- EXTRAIT DE PAGE
╭──

3 Centre de santé et de services sociaux du Suroît, C.L.P. 408498-62C-1004, 11 janvier 2011, J. Landry; Équipement de ferme Turgeon ltée, C.L.P. 353555-03B-0807, 14 mai 2009, A. Quigley.
4 C.L.P. 291111-71-0606, 31 janvier 2007, D. Lévesque.
5 Bowater Mitis et C.S.S.T., C.L.P. 311316-01A-0702, 11 février 2008, R. Arseneau; Ross Finlay 2000 inc. , C.L.P. 335565-08-0712, 27 octobre 2008, F. Daigneault; Commission scolaire de la Capitale et C.S.S.T., C.L.P. 339835-31-0802, 4 août 2008, M.-A. Jobidon; Poirier & Fils ltée, C.L.P. 327352-62C-0709, 23 décembre 2008, D. Gruffy; Couche Tard inc., C.L.P. 359591-01A-0809, 30 novembre 2009, R. Arseneau; Transport L.R.L. inc., C.L.P. 344835-08-0804, 12 février 2009, F. Daigneault; Beaulieu Canada Moquette Div., C.L.P. 353585-62B-0807, 4 mars 2010, F. Daigneault; Centre d’Insémination Artificielle du Québec, C.L.P. 364272-62B-0812, 1er juin 2010, F. Daigneault; Laiterie & Boulangerie Parmalat inc., C.L.P. 360381-62B-0810, 11 juin 2010; Fonderie Laroche ltée, C.L.P. 411246-31-1005, 8 décembre 2010, C. Lessard.
[29] La Commission des lésions professionnelles ne peut retenir les prétentions de l’employeur en révision, et ce, pour plusieurs motifs.
[30] Il y a donc ici une décision quant au fait que la fibrose péricicatricielle est en lien avec l’événement du 5 janvier 2009 et l’employeur s’est désisté de sa contestation devant la Commission des lésions professionnelles. La décision est devenue finale et ce fait juridique doit être pris en considération par CLP1. L’ignorer serait une erreur. Le principe de la stabilité des décisions est si fondamental qu’il est inutile ici de l’élaborer davantage.
[31] Par ailleurs, c’est le dispositif de la décision et non ses motifs qui lie CLP1.
[32] Ensuite, on remarque que l’employeur est conscient de sa difficulté et plaide largement sur la question faisant état des différents courants de la jurisprudence.
[33] Or, il ne pouvait demander à CLP1 et, aujourd’hui en révision, de pallier à ce qu’il n’aurait pas dû faire, se désister de sa contestation, d’autant plus que selon l’argumentation, on comprend qu’il était conscient du risque pris.

╰──

- EXTRAIT DE DONNÉES

╭──

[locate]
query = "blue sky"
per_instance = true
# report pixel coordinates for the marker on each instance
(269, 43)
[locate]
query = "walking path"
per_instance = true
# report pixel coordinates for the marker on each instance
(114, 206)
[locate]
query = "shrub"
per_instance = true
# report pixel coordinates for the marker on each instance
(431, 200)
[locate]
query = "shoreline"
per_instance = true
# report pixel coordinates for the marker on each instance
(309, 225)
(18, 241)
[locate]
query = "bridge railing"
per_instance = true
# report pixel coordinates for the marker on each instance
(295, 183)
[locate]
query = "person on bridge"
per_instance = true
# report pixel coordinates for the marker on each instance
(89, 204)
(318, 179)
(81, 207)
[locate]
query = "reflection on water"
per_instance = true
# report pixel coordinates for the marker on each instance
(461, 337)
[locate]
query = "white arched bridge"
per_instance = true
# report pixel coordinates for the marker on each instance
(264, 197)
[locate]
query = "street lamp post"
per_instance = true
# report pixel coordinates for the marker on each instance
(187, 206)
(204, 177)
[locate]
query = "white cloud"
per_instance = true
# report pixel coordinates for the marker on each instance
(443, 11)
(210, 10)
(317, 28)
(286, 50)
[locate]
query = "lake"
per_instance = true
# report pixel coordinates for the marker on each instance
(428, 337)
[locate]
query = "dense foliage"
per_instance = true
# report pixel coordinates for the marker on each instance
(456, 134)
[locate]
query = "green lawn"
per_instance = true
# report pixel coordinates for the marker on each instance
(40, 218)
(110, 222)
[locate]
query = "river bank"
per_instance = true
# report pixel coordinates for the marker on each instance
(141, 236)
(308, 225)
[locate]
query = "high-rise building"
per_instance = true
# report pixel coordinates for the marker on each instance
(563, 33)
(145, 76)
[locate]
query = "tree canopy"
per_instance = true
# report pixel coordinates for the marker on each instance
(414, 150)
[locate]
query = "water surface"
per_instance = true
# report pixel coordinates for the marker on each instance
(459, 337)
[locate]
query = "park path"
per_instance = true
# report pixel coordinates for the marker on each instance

╰──

- ACTIONS À MENER
1 – Selon l'extrait de page, qu'est-ce qui lie CLP1 : le dispositif de la décision ou ses motifs ?
2 – Relevez dans l'extrait de page tout le passage qui va de « [32] Ensuite, on » jusqu'à « de la jurisprudence. » inclusivement.
La liste constitue un ensemble distinct, indépendant de l'extrait de page.

- RÉSULTATS PAR TÂCHE
1 – C'est le dispositif de la décision, et non ses motifs, qui lie CLP1.

2 –
[32] Ensuite, on remarque que l’employeur est conscient de sa difficulté et plaide largement sur la question faisant état des différents courants de la jurisprudence.